▸ **Reading passage**:
Alexander Energy Ltd. Announces Completion of Bought Deal Financing


CALGARY, ALBERTA--(Marketwired - Jan. 14, 2014) -

NOT FOR DISTRIBUTION TO U.S. NEWSWIRE SERVICES OR FOR DISSEMINATION IN THE UNITED STATES. ANY FAILURE TO COMPLY WITH THIS RESTRICTION MAY CONSTITUTE A VIOLATION OF U.S. SECURITIES LAWS.

Alexander Energy Ltd. ("Alexander" or the "Corporation") (TSX VENTURE:ALX) is pleased to announce that it has successfully closed its previously announced bought deal financing with a syndicate of underwriters co-led by Peters & Co. Limited and Clarus Securities Inc., and including GMP Securities L.P., TD Securities Inc., Dundee Securities Ltd., AltaCorp Capital Inc., Desjardins Securities Inc. and Scotia Capital Inc. (collectively, the "Underwriters") of 153,062,000 special warrants ("Special Warrants") at a price of $0.49 per Special Warrant for aggregate gross proceeds of approximately $75.0 million (the "Brokered Financing"). The Corporation is also pleased to announce that it has successfully closed its previously announced non-brokered private placement of 5,100,000 common shares in the capital of the Corporation ("Common Shares") to certain directors, officers and employees of the Corporation, at a price of $0.49 per Common Share for aggregate proceeds of approximately $2.5 million (the "Non-brokered Financing" and, collectively with the Brokered Financing, the "Financings").

The net proceeds of the Financings will be used to fund the Corporation's ongoing exploration and development activities and for general corporate purposes.

Each Special Warrant entitles the holder thereof to receive, for no additional consideration or action on the part of the holder, one Common Share on the earlier of the date that is: (a) four months and a day following the closing of the Brokered Financing, and (b) the day on which a receipt is issued for a final prospectus by the securities regulatory authorities in each of the provinces where the Special Warrants were sold (such provinces to exclude the Province of Québec) qualifying the distribution of the Common Shares issuable upon the exercise of the Special Warrants; provided that if a receipt is not issued on or before February 28, 2014, each Special Warrant will entitle the holder thereof to receive, for no additional consideration or action on the part of the holder, 1.1 Common Shares. The Corporation shall use its reasonable commercial efforts to obtain such receipt as soon as practicable. Until the receipt is issued for such prospectus, the Special Warrants will be subject to a four month hold period under applicable Canadian securities laws, which expires on May 15, 2014. The Common Shares issued pursuant to the Non-brokered Financing are also subject to a four month hold period under applicable Canadian securities laws, which expires on May 14, 2014.

▸ **Task to carry out**:
Continue the press release on Alexander Energy's completed financing, beginning after its final sentence.

▸ **Source material**:

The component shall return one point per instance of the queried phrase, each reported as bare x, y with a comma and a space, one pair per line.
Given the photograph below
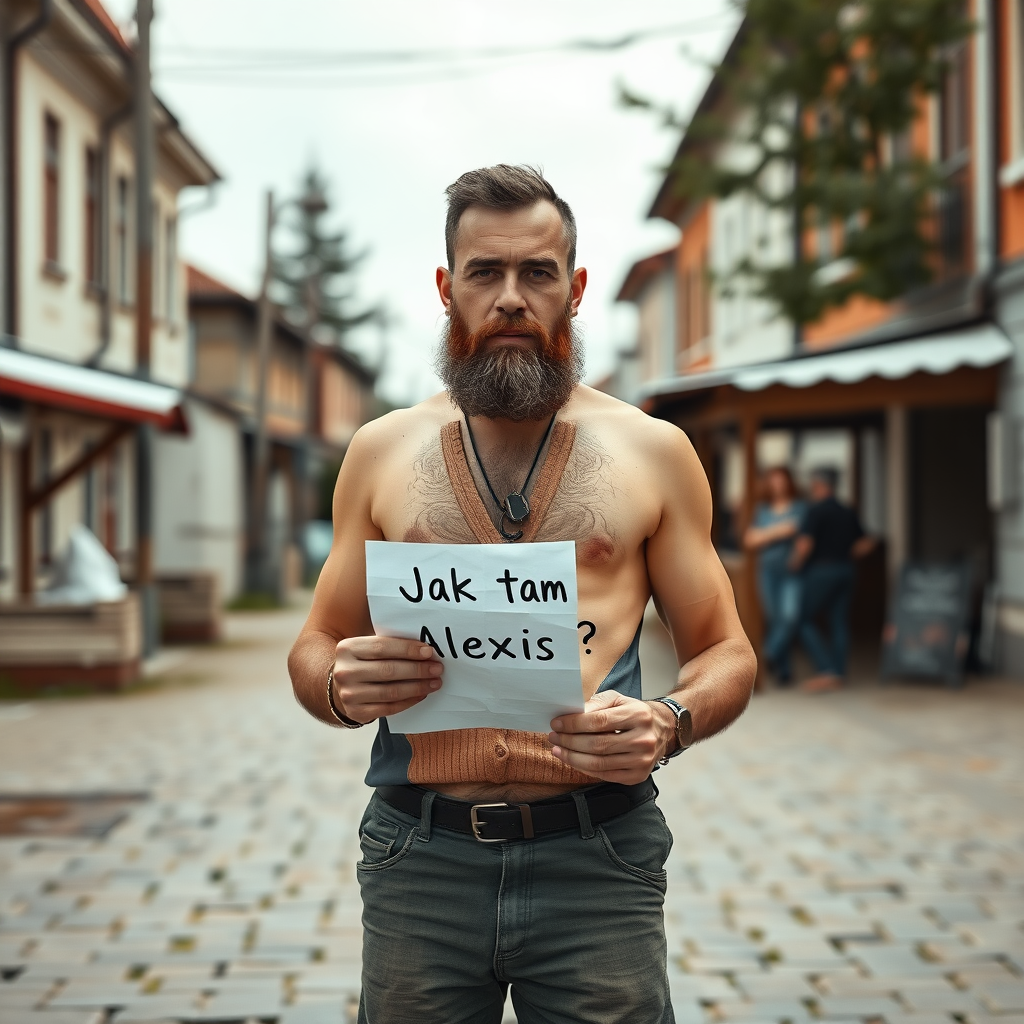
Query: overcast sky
390, 137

▸ **Output of the exercise**:
Subscribers under the Financings are not entitled to participate in the Corporation's previously announced rights offering.

About Alexander

Alexander Energy Ltd. is a Calgary, Alberta based company engaged in the oil and gas exploration and development industry. The Corporation's Common Shares are listed on the TSX Venture Exchange under the trading symbol "ALX".

Forward-Looking and Cautionary Statements

This news release contains forward-looking information and forward-looking statements within the meaning of applicable securities laws. The forward-looking statements contained in this document are based on certain key expectations and assumptions made by the Corporation including, without limitation, concerning the Financings, the use of proceeds of the Financings, the filing of a prospectus qualifying the distribution of the Common Shares issuable upon the exercise of the Special Warrants and the deemed exercise of the Special Warrants.

Although the Corporation believes that the expectations and assumptions on which the forward-looking statements are based are reasonable, undue reliance should not be placed on the forward-looking statements because the Corporation can give no assurance that they will prove to be correct. Since forward-looking statements address future events and conditions, by their very nature they involve inherent risks and uncertainties. Actual results could differ materially from those currently anticipated due to a number of factors and risks. These include, but are not limited to, risks associated with the oil and gas industry in general (e.g., operational risks in development, exploration and production; delays or changes in plans with respect to exploration or development projects or capital expenditures; the uncertainty of reserve estimates; the uncertainty of estimates and projections relating to production, costs and expenses, and health, safety and environmental risks), commodity price and exchange rate fluctuations and uncertainties resulting from potential delays or changes in plans with respect to exploration or development projects or capital expenditures. Certain of these risks are set out in more detail in the Corporation's Annual Information Form which has been filed on SEDAR and can be accessed at www.sedar.com and the Corporation's other public disclosure documents which have been filed on SEDAR and can be accessed at www.sedar.com.

The forward-looking statements contained in this press release are made as of the date hereof and the Corporation undertakes no obligation to update publicly or revise any forward-looking statements or information, whether as a result of new information, future events or otherwise, unless so required by applicable securities laws.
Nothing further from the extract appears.